Put the lines of the listing below into a JSON list of strings, one string per line, with blank lines left out. Start at the first line of the listing and end at the line containing "(1070, 384)".

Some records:
▽
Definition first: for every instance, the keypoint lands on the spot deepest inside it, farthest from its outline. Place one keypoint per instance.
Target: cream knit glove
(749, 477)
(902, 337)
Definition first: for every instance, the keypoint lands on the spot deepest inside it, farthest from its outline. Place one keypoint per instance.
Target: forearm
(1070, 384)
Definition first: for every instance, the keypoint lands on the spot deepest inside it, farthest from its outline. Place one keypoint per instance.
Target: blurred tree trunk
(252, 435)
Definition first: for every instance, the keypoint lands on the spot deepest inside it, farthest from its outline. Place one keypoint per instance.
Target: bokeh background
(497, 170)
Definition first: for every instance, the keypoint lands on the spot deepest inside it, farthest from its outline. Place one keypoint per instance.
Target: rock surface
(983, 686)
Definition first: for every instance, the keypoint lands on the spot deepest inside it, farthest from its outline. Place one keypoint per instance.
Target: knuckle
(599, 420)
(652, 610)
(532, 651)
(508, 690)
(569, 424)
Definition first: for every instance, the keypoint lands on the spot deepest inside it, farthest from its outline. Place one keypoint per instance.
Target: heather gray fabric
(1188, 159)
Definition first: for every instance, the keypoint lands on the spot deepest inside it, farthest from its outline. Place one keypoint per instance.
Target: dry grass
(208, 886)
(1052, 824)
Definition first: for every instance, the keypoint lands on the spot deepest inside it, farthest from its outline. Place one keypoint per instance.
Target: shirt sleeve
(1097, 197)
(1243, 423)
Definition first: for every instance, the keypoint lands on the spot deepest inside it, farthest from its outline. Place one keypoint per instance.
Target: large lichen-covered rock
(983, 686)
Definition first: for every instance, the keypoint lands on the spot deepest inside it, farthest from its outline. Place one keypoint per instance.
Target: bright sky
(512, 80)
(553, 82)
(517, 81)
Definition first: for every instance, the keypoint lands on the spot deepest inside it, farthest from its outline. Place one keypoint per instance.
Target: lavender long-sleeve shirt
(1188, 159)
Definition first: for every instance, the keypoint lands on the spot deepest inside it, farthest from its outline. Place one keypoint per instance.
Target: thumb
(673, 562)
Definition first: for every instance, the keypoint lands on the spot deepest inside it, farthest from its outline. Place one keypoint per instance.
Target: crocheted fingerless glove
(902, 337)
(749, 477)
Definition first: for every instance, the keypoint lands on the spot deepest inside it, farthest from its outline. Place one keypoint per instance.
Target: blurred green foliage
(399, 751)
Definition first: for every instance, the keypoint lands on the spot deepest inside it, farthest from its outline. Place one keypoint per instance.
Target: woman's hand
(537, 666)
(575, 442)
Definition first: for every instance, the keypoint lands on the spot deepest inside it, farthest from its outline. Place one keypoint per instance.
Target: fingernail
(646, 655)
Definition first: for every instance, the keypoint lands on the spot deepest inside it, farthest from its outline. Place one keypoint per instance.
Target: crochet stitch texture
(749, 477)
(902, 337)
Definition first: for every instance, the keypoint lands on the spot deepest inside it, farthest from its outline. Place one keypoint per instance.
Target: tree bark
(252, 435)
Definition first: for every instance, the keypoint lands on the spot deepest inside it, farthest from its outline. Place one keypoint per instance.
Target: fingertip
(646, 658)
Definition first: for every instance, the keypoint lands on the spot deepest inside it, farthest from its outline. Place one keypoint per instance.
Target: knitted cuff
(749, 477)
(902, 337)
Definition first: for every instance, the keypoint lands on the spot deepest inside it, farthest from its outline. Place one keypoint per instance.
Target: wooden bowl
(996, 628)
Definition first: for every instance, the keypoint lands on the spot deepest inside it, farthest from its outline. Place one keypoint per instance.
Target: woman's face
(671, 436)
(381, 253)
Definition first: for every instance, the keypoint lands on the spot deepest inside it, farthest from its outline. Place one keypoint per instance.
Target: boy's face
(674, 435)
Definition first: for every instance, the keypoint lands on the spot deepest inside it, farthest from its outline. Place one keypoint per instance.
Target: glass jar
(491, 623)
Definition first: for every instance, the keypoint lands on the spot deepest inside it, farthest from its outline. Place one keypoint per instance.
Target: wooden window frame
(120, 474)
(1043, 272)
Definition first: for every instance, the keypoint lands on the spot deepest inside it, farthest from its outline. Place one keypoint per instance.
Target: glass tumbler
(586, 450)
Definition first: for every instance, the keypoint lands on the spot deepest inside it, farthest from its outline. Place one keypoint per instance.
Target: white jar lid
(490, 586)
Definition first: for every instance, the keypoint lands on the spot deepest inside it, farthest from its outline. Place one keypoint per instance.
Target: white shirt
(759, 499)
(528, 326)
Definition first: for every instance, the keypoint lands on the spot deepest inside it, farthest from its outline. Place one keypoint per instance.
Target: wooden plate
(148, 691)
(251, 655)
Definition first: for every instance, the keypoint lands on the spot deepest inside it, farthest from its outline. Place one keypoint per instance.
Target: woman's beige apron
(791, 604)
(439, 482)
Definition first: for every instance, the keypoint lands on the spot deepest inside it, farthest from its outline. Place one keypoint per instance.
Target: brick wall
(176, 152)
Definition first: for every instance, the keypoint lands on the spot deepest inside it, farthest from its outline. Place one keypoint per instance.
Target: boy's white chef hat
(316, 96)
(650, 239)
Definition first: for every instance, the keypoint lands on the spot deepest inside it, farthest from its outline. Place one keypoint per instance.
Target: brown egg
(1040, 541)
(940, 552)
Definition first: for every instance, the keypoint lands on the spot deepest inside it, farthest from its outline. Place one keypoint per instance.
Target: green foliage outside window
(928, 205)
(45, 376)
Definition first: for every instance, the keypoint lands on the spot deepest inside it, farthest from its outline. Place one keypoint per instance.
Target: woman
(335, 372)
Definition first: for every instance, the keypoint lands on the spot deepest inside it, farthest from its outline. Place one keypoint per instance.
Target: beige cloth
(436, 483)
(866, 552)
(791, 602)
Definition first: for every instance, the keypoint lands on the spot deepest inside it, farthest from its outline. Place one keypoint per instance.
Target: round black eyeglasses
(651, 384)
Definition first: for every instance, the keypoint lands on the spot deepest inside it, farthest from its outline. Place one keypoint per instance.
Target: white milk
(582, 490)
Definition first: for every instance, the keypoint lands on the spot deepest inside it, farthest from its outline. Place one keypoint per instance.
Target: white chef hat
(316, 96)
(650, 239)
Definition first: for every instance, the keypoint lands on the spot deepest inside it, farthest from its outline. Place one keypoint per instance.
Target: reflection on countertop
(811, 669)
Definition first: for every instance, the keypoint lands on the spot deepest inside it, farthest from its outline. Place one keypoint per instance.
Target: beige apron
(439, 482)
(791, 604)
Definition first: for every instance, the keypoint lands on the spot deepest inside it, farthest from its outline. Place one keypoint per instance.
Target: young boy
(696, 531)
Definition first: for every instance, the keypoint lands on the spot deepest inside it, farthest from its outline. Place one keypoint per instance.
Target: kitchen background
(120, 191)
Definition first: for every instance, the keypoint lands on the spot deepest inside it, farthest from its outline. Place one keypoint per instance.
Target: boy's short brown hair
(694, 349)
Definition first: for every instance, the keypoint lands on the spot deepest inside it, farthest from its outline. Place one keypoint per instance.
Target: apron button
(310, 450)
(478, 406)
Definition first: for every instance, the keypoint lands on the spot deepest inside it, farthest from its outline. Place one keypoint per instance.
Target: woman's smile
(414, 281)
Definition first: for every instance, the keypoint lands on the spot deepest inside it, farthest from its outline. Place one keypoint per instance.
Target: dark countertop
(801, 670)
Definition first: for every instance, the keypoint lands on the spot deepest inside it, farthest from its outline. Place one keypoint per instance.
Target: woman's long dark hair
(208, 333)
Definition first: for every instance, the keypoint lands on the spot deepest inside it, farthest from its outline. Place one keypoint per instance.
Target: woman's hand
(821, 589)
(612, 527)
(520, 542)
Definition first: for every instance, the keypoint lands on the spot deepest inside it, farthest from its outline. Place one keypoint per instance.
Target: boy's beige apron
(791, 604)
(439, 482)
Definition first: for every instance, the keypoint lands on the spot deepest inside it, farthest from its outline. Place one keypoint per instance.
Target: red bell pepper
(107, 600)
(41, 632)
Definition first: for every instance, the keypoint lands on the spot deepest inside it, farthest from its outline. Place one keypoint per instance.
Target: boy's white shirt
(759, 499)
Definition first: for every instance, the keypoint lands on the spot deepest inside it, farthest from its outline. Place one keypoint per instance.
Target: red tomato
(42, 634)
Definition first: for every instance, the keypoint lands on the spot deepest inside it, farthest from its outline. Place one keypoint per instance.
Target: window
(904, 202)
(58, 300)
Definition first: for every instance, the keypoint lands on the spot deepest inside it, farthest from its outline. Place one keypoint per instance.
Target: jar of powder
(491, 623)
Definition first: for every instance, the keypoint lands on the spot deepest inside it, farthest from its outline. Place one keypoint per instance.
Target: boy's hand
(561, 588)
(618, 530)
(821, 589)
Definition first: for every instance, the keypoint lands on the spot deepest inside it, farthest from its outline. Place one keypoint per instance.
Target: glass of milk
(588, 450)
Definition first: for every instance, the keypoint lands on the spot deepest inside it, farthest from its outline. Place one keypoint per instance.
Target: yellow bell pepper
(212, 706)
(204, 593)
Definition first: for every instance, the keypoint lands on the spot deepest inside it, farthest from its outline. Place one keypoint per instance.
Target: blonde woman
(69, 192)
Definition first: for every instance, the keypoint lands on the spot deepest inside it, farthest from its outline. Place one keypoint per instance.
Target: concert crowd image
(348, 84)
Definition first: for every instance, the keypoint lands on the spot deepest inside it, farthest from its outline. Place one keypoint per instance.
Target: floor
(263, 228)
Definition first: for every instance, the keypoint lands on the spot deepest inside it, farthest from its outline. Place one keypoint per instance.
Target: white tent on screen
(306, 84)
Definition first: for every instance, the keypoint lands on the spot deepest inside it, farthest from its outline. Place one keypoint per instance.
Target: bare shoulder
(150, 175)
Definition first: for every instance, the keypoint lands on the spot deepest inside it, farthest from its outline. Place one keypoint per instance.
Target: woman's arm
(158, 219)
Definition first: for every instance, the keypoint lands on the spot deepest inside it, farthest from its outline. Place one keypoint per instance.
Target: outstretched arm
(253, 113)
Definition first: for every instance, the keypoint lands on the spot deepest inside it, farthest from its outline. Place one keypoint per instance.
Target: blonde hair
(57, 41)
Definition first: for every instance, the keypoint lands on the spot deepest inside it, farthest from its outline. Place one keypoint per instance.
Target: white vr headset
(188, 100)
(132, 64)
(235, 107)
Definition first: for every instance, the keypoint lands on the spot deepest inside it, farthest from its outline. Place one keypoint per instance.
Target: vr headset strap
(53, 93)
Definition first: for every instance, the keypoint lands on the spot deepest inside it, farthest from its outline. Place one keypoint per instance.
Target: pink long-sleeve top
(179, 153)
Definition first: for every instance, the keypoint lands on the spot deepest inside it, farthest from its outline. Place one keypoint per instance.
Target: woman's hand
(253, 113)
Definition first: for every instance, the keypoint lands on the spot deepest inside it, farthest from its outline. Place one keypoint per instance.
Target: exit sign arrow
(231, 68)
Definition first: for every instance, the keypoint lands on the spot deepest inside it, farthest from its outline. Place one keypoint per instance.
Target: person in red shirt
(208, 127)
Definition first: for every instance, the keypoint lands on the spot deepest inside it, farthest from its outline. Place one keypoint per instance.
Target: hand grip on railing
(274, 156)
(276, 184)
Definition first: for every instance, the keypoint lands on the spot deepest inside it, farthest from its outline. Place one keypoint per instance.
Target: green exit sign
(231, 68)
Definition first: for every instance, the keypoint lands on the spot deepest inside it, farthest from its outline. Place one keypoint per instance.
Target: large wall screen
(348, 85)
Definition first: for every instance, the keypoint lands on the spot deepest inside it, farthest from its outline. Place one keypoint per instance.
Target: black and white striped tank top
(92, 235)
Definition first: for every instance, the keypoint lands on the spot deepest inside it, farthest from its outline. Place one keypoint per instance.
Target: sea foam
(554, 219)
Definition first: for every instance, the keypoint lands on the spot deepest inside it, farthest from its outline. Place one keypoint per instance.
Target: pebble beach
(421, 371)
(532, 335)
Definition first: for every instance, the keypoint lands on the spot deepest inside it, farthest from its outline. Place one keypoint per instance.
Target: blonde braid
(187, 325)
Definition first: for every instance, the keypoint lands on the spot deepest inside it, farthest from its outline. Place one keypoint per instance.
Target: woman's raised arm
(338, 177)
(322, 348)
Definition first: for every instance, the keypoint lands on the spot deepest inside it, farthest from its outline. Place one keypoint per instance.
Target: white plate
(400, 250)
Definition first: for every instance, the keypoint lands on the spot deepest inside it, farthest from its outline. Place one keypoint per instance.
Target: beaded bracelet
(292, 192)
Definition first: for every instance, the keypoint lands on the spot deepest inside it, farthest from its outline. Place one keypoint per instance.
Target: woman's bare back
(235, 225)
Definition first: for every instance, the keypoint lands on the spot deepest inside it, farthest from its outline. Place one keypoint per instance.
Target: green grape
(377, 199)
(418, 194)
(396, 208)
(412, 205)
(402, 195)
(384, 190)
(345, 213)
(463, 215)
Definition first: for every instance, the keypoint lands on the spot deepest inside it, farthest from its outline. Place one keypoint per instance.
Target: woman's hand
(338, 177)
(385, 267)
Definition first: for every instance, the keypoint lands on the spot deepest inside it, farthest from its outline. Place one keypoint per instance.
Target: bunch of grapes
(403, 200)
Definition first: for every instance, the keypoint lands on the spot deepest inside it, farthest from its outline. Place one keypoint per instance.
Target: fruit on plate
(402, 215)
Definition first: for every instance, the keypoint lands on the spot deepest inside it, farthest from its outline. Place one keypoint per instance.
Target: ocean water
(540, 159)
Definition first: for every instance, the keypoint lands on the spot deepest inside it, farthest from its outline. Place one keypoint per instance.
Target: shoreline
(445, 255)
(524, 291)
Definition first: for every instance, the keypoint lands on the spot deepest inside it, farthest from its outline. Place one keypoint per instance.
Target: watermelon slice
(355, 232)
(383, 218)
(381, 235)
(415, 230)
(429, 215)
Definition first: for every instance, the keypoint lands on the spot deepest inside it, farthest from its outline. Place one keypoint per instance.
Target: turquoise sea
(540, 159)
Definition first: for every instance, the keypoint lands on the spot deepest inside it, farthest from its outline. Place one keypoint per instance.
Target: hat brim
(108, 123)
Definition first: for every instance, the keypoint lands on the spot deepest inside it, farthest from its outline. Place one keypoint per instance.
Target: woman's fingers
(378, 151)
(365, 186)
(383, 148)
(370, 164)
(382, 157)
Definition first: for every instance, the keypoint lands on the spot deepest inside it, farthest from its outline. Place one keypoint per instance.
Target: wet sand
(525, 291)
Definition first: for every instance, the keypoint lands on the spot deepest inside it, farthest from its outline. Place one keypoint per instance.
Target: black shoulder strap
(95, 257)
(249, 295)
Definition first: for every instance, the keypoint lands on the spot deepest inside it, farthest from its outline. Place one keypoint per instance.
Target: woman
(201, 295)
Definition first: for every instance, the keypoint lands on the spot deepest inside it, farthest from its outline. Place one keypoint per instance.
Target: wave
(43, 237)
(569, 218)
△
▶ **Task answer**:
[
  "Definition first: for every instance, the keypoint lands on the spot deepest inside it, farthest from its outline. Place one keypoint per instance.",
  "Target: cream knit glove",
  "(749, 477)",
  "(902, 337)",
  "Definition first: for every instance, the keypoint lands on the spot deepest inside it, farthest from its outline. Place one keypoint per instance.",
  "Target: forearm",
  "(1070, 384)"
]